**About this task:**
Please copy out all lines of the entries that contain the word "hair".

+--

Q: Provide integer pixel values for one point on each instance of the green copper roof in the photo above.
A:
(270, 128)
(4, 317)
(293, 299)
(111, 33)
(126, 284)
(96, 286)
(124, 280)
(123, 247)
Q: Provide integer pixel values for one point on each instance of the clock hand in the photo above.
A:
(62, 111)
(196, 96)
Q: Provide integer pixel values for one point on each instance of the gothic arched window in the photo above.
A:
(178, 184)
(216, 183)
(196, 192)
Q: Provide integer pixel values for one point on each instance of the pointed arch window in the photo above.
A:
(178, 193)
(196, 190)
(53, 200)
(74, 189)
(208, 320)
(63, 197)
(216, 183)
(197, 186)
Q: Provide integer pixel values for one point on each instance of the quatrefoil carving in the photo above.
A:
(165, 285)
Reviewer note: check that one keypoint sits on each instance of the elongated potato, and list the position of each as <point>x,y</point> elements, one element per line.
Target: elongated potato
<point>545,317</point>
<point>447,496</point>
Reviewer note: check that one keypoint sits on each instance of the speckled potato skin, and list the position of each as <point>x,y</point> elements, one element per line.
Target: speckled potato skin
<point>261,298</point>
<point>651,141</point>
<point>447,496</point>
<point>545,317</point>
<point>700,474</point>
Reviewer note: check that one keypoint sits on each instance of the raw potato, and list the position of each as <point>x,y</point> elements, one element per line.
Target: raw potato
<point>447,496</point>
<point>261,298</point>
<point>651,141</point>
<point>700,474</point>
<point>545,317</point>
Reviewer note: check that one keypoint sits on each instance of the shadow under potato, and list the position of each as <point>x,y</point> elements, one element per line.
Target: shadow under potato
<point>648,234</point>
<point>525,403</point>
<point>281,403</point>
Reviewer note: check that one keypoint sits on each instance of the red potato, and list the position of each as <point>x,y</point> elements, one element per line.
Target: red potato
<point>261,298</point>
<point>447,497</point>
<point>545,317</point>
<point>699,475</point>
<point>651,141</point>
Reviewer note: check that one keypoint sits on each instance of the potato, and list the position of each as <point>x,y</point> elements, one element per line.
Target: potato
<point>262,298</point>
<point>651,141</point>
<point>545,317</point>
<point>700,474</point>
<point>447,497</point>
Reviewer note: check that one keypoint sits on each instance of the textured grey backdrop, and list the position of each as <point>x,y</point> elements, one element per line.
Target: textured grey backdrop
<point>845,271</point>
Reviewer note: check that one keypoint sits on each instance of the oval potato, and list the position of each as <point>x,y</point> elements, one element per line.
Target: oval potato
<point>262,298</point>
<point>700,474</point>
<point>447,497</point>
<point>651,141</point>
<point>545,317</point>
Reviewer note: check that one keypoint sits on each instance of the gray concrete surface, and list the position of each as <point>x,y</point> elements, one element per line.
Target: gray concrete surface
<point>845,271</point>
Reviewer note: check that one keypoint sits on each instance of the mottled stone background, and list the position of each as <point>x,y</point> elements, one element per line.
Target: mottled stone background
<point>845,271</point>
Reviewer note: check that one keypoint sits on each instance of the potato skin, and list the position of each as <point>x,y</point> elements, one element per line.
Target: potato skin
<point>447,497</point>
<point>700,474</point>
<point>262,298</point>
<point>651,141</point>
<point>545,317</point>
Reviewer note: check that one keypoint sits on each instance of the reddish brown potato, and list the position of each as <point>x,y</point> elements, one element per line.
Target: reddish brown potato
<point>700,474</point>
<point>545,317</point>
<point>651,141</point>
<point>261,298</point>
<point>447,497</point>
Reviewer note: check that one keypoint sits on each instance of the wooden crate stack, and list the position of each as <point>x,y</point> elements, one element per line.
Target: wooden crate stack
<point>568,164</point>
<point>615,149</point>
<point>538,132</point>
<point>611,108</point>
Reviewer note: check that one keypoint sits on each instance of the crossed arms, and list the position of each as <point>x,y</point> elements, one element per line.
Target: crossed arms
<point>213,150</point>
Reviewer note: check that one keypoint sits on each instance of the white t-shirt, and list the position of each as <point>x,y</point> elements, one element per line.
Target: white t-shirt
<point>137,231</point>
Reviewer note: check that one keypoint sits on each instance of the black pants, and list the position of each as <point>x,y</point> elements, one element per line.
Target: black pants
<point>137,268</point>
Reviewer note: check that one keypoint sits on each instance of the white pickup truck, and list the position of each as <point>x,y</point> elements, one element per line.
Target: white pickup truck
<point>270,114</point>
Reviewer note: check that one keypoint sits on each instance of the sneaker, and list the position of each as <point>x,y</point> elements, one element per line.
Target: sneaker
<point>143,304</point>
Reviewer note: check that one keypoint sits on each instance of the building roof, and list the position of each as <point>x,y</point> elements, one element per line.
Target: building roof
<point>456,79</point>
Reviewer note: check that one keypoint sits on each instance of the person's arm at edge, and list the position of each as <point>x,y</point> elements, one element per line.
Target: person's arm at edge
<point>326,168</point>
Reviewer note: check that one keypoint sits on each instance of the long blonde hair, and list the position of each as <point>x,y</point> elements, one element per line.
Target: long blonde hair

+--

**Solved exercise:**
Reviewer note: check that one keypoint sits on each instance of the long blonde hair, and list the position of each as <point>x,y</point> elements, one element per line.
Target: long blonde hair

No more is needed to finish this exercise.